• [原始数据]:
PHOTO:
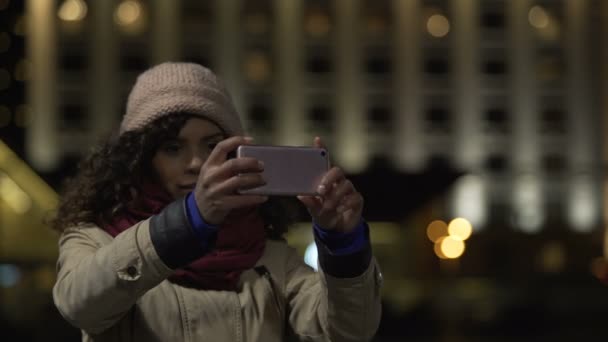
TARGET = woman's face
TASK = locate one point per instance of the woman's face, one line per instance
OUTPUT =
(178, 161)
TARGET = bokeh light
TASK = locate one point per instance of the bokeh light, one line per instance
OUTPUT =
(72, 10)
(538, 17)
(460, 229)
(436, 229)
(451, 248)
(13, 195)
(130, 16)
(22, 70)
(9, 275)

• [本题说明]: 请把上面所有条目的各行以 Markdown 表格的形式给出，两列分别为“序号”和“条目行”，空行略去，图片不要放进答案。

• [书面作答]:
| 序号 | 条目行 |
|---|---|
| 1 | PHOTO: |
| 2 | TARGET = woman's face |
| 3 | TASK = locate one point per instance of the woman's face, one line per instance |
| 4 | OUTPUT = |
| 5 | (178, 161) |
| 6 | TARGET = bokeh light |
| 7 | TASK = locate one point per instance of the bokeh light, one line per instance |
| 8 | OUTPUT = |
| 9 | (72, 10) |
| 10 | (538, 17) |
| 11 | (460, 229) |
| 12 | (436, 229) |
| 13 | (451, 248) |
| 14 | (13, 195) |
| 15 | (130, 16) |
| 16 | (22, 70) |
| 17 | (9, 275) |